Lupin: la reconnaissance, c’est la classe!

Pas de chance. La mini-série Lupin diffusée par Netflix (Marcela Said, Ludovic Bernard, Louis Leterrier, 2021) est en grande partie ratée. Les inconsistances d’un scénario paresseux contredisent l’ambition d’un projet qui est aussi un cas d’école. Car il s’agit d’une des premières tentatives d’affirmative action cinématographique par assignation raciale du rôle-titre, confié à l’acteur noir Omar Sy. Pour parer aux protestations, la production a calibré cette adaptation non comme une reprise stricto sensu des aventures d’Arsène Lupin, mais comme une inspiration, l’acteur incarnant une sorte de fan contemporain de l’œuvre de Maurice Leblanc. Le personnage qu’il interprète sous le nom d’Assane Diop est pourtant bien un voleur doté d’une double vie, dont les actions puisent dans les péripéties du cycle romanesque.

Grâce à ce subterfuge, et probablement au crédit d’Omar Sy, cette substitution identitaire n’a pas suscité la levée de boucliers qui a suivi l’annonce en 2019 de l’attribution du rôle de l’agent 007 à l’actrice noire Lashana Lynch dans le prochain James Bond (auquel je consacre ma chronique pour Arrêt sur images).

Une femme peut-elle jouer le rôle d’un homme? Un noir peut-il jouer le rôle d’un blanc? Une réponse expéditive à ces questions s’appuie sur la défense du patrimoine culturel pour ridiculiser ces variations. Mais la culture n’est pas un musée des œuvres: c’est au contraire un théâtre permanent d’adaptations dictées par l’évolution des goûts du public. James Bond ou Arsène Lupin revisités manifestent la revendication neuve d’une reconnaissance des minorités dans les productions grand public. Issue des milieux militants, cette préoccupation s’étend désormais largement au-delà des communautés concernées – suscitant en retour sa dénonciation par les réactionnaires, sous l’appellation de «cancel culture».

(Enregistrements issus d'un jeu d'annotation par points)
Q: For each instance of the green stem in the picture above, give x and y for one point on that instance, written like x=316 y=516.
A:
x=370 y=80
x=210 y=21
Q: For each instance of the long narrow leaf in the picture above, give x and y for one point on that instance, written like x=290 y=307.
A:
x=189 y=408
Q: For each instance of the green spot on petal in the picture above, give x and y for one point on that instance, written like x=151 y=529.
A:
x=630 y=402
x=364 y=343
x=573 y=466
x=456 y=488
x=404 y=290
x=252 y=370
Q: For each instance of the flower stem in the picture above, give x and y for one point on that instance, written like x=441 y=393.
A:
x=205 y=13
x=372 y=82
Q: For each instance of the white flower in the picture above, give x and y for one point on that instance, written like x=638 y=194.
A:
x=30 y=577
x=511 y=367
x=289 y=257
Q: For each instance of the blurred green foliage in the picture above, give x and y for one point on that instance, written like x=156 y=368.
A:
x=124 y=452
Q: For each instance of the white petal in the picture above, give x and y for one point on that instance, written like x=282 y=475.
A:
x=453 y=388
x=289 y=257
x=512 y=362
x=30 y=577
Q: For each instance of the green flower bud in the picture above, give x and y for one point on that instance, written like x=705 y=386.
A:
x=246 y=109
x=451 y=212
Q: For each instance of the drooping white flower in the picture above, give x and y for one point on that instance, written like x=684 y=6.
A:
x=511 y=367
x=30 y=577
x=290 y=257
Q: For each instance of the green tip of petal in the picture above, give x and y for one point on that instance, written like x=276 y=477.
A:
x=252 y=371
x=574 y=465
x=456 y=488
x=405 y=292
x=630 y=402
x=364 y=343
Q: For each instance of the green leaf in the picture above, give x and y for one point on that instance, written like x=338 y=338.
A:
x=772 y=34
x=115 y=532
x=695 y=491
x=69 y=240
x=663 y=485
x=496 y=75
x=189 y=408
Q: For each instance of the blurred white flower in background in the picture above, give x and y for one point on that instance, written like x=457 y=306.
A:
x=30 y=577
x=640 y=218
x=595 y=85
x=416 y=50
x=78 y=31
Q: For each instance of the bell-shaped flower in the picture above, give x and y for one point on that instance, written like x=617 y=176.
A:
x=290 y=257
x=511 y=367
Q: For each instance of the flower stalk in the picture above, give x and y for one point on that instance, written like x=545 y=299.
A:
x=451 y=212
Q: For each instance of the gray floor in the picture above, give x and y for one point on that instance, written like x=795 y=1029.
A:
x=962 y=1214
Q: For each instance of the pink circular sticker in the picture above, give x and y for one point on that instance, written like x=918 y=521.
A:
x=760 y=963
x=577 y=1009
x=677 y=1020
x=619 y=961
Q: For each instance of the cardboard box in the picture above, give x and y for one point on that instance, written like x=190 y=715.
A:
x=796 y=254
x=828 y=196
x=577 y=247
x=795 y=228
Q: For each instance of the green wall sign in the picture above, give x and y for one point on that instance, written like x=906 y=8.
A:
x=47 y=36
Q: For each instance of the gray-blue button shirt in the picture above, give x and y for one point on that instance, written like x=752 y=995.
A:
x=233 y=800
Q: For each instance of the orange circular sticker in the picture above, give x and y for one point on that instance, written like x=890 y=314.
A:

Consigne » Restituez mot pour mot le passage de l'extrait sur la série Lupin qui commence par « Lupin: la reconnaissance, c’est » et se poursuit jusqu'à « du cycle romanesque. ». Les lignes ci-dessus proviennent d'une source distincte du texte.

Réponse attendue »
Lupin: la reconnaissance, c’est la classe!

Pas de chance. La mini-série Lupin diffusée par Netflix (Marcela Said, Ludovic Bernard, Louis Leterrier, 2021) est en grande partie ratée. Les inconsistances d’un scénario paresseux contredisent l’ambition d’un projet qui est aussi un cas d’école. Car il s’agit d’une des premières tentatives d’affirmative action cinématographique par assignation raciale du rôle-titre, confié à l’acteur noir Omar Sy. Pour parer aux protestations, la production a calibré cette adaptation non comme une reprise stricto sensu des aventures d’Arsène Lupin, mais comme une inspiration, l’acteur incarnant une sorte de fan contemporain de l’œuvre de Maurice Leblanc. Le personnage qu’il interprète sous le nom d’Assane Diop est pourtant bien un voleur doté d’une double vie, dont les actions puisent dans les péripéties du cycle romanesque.